__The task__:
Beginning with the line that holds "Indicate the ornamental" in the data below, give again every line through the one that holds "Indicate the cornice", exactly as written.

(Dataset entries)
★ ★ ★ ★ ★ ★ ★

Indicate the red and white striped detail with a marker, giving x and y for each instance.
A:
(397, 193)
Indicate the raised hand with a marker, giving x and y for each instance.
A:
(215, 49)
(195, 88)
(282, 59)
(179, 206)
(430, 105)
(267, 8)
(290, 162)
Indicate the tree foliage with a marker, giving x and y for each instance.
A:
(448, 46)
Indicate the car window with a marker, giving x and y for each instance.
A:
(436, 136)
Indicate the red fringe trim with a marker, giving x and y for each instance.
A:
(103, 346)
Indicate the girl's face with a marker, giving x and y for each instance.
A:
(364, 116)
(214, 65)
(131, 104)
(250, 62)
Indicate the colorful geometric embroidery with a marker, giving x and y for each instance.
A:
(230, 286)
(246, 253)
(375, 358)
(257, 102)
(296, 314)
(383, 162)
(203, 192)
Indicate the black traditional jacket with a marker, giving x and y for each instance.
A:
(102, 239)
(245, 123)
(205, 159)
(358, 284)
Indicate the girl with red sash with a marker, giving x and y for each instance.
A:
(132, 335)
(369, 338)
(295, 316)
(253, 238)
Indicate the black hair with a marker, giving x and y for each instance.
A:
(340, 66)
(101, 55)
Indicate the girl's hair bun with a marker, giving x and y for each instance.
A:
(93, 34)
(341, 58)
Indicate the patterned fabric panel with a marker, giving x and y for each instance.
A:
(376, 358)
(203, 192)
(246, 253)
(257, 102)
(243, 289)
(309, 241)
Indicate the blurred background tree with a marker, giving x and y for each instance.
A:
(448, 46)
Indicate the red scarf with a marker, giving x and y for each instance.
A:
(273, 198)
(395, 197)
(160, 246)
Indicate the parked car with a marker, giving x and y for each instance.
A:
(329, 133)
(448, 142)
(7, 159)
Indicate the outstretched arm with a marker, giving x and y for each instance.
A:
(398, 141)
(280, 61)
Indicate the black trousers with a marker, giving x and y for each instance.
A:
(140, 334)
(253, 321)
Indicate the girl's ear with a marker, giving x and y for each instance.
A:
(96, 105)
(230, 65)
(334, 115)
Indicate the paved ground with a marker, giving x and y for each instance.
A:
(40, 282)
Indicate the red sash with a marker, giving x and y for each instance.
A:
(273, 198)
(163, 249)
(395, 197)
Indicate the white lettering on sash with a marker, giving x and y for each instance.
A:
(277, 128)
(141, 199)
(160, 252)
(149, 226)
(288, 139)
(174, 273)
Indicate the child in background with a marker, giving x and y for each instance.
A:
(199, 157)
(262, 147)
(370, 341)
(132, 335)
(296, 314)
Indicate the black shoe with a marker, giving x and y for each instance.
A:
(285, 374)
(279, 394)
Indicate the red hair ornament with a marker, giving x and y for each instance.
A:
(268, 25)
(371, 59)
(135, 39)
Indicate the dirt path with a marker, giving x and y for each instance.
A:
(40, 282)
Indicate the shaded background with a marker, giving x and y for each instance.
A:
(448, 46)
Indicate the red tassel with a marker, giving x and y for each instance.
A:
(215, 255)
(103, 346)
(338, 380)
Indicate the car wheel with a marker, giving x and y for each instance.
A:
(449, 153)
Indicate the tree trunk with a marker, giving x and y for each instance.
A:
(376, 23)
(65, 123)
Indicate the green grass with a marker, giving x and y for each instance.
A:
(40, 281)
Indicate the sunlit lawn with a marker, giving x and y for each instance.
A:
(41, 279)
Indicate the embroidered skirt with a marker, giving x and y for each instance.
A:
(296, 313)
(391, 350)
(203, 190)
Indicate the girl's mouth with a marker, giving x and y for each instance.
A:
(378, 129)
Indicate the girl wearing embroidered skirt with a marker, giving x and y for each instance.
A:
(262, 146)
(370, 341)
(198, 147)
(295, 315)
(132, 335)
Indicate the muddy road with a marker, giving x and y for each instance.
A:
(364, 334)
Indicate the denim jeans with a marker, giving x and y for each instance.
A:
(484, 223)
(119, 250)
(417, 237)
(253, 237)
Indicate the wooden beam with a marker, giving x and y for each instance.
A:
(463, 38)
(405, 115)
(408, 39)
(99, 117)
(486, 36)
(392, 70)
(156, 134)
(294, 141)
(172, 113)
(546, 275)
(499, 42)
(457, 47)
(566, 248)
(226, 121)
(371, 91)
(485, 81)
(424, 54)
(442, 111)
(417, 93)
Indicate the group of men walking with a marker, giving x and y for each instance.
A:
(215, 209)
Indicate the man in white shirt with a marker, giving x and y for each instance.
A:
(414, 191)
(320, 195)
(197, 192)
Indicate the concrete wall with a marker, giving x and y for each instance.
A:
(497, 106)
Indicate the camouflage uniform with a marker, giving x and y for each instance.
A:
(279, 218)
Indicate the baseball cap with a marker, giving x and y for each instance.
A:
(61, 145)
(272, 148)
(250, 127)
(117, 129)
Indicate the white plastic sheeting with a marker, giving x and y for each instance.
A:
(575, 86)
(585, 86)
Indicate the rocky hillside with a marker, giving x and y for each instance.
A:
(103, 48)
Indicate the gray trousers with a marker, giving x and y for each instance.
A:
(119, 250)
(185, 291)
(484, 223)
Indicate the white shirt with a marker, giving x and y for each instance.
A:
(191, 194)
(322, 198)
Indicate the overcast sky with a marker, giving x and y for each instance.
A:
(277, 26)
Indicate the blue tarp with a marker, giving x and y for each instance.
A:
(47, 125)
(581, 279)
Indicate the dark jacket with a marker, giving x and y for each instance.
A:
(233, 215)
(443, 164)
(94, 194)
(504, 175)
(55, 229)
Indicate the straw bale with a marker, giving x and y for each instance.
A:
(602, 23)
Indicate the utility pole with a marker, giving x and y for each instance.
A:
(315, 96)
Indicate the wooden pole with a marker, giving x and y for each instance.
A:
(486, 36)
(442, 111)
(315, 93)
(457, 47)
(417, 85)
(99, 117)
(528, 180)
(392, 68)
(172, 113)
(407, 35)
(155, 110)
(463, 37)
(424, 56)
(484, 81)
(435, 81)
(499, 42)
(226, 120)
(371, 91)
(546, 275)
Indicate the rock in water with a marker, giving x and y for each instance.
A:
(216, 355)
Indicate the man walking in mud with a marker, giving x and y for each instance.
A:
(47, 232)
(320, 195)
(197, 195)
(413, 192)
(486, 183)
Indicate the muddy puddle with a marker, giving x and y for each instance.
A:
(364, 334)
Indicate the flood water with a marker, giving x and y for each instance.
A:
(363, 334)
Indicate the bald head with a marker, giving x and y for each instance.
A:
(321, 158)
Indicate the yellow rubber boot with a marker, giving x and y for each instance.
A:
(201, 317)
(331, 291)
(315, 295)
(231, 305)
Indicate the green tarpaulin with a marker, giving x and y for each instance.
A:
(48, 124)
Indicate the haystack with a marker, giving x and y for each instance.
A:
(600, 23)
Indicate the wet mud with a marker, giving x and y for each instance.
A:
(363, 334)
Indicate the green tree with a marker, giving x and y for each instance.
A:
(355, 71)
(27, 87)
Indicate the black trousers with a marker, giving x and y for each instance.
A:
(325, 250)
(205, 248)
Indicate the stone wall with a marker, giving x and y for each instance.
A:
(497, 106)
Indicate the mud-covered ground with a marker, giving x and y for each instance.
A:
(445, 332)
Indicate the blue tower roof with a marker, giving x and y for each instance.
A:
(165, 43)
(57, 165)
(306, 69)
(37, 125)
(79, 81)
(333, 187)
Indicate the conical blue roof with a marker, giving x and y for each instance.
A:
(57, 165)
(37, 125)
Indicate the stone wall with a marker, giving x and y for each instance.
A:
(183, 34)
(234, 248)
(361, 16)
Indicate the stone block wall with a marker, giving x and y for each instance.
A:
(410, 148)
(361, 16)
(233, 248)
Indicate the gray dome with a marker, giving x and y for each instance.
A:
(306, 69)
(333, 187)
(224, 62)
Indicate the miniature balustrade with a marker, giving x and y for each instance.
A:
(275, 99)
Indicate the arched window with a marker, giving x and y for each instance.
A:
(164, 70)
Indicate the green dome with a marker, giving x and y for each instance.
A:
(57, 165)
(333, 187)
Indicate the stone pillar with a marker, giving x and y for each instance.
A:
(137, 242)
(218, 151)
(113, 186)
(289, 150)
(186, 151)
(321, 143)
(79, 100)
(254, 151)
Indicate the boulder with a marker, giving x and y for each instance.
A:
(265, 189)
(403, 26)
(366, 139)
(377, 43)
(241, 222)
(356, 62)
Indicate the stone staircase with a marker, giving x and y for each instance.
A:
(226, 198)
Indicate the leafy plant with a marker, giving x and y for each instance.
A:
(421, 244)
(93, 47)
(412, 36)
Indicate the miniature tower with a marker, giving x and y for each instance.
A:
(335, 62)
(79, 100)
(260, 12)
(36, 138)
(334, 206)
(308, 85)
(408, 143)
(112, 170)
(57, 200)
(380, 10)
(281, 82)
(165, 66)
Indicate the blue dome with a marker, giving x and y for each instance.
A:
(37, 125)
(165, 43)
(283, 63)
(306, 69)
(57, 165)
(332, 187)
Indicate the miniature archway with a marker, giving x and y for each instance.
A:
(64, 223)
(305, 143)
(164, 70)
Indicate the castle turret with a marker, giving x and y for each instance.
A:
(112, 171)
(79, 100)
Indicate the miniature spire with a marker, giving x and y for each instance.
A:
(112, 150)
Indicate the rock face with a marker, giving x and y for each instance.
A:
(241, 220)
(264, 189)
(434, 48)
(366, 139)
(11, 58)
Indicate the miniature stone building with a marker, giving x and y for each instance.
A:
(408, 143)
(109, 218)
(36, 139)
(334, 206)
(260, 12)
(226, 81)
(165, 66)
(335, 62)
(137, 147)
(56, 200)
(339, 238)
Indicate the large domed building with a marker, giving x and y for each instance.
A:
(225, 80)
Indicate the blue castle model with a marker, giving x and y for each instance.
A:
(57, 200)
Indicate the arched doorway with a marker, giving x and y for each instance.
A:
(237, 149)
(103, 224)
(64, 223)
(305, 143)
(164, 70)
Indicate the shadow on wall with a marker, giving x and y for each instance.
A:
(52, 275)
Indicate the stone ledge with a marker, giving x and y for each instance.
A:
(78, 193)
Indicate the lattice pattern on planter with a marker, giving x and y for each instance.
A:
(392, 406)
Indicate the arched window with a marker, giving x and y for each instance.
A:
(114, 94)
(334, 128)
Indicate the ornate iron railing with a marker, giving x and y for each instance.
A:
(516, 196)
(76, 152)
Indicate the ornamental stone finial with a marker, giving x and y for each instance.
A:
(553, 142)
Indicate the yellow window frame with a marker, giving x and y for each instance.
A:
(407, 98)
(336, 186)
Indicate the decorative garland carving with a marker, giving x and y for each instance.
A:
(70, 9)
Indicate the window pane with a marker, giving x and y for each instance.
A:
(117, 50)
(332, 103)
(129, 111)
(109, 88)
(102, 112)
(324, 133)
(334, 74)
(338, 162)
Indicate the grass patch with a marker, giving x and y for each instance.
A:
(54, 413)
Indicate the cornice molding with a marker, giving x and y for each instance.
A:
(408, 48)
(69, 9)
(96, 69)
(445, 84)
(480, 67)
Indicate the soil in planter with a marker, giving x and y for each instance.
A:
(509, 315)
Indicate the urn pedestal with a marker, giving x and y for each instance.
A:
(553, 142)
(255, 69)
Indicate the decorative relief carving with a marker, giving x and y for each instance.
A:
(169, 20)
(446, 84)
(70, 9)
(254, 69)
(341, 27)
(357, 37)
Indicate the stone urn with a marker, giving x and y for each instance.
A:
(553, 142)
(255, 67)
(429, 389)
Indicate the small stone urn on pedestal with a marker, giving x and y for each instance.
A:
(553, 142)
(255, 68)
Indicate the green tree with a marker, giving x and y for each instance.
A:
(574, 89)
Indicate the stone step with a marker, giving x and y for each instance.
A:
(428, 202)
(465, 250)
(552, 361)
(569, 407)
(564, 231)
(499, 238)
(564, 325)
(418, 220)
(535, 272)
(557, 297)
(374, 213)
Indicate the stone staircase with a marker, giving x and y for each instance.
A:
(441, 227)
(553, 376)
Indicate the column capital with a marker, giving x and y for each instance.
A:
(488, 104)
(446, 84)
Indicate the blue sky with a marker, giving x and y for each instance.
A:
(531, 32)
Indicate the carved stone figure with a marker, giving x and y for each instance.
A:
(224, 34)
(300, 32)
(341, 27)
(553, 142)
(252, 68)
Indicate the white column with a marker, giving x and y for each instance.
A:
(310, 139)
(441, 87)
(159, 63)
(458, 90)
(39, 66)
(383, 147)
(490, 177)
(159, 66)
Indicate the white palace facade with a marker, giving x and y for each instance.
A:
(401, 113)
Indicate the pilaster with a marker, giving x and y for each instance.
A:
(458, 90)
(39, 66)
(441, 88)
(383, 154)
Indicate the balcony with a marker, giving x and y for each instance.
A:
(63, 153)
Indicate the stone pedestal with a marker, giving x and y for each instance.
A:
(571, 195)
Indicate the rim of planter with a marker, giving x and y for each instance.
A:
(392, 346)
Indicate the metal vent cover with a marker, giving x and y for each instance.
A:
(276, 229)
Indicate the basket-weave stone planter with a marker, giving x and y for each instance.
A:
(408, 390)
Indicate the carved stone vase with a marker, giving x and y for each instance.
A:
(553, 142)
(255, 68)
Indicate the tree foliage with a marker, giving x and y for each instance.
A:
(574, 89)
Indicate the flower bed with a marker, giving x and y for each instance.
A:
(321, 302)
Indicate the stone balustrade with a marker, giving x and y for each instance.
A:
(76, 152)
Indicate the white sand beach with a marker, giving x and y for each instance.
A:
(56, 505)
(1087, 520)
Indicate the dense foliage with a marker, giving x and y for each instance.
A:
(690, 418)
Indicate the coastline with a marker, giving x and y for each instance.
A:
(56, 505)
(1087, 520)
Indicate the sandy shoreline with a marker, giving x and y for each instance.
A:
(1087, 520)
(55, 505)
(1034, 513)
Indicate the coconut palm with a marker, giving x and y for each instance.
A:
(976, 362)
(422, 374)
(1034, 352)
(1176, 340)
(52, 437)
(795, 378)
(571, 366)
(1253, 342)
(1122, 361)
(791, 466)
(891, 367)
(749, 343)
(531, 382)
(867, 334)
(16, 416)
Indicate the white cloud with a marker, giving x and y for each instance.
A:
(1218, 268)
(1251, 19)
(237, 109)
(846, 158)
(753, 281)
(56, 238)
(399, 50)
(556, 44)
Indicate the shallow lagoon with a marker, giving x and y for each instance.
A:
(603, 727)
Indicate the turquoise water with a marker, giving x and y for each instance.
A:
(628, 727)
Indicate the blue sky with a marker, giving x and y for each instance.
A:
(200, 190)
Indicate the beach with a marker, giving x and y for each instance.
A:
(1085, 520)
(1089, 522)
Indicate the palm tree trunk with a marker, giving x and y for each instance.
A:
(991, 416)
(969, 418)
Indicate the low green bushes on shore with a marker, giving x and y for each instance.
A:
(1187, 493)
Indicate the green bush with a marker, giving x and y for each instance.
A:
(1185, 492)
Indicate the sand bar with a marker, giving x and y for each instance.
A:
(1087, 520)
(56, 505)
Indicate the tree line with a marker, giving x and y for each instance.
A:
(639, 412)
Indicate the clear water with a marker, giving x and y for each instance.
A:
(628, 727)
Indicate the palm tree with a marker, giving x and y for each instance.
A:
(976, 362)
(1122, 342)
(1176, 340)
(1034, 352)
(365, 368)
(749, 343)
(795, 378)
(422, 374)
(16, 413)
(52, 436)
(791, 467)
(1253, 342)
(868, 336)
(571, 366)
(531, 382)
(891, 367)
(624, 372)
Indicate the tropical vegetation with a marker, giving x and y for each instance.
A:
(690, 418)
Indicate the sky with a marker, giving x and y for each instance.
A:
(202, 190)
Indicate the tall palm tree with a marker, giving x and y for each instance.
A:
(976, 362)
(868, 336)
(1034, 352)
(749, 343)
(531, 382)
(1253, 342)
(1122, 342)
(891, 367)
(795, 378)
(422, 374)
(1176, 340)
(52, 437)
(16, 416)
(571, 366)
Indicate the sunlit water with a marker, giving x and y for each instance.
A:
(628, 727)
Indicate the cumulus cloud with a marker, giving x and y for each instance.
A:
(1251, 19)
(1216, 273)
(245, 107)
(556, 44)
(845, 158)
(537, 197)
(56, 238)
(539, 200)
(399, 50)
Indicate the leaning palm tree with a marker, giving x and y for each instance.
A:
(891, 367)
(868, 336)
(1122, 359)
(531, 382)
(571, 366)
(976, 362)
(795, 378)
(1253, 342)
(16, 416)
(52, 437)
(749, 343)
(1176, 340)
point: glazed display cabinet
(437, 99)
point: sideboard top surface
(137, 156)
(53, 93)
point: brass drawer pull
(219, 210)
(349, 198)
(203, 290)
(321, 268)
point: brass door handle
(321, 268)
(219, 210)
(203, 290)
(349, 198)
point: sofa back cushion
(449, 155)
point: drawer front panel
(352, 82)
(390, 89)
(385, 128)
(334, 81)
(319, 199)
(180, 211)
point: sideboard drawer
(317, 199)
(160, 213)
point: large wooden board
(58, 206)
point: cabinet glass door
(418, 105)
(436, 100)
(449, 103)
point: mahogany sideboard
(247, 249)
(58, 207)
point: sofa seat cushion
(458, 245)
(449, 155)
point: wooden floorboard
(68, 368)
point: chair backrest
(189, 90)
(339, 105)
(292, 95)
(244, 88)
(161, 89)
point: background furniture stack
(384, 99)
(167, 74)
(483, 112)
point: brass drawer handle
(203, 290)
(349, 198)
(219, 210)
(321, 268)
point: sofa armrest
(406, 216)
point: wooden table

★ ★ ★ ★ ★ ★ ★

__Task solution__:
Indicate the ornamental stone finial with a marker, giving x and y for each instance.
A:
(553, 142)
Indicate the yellow window frame with a marker, giving x and y for each instance.
A:
(407, 98)
(336, 186)
Indicate the decorative garland carving with a marker, giving x and y for each instance.
A:
(70, 9)
Indicate the window pane with a marker, giving x and y for each instance.
A:
(117, 50)
(332, 103)
(129, 111)
(109, 88)
(102, 112)
(324, 133)
(334, 74)
(338, 162)
Indicate the grass patch with a marker, giving x and y for each instance.
A:
(54, 413)
Indicate the cornice molding with a marker, giving x and y for each instance.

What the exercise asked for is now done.